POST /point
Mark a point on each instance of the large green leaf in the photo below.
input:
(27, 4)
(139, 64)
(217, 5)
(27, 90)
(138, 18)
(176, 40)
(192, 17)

______________________________

- Task description
Go over the listing above and say how many lines contain the word "point". Please give the number only.

- Result
2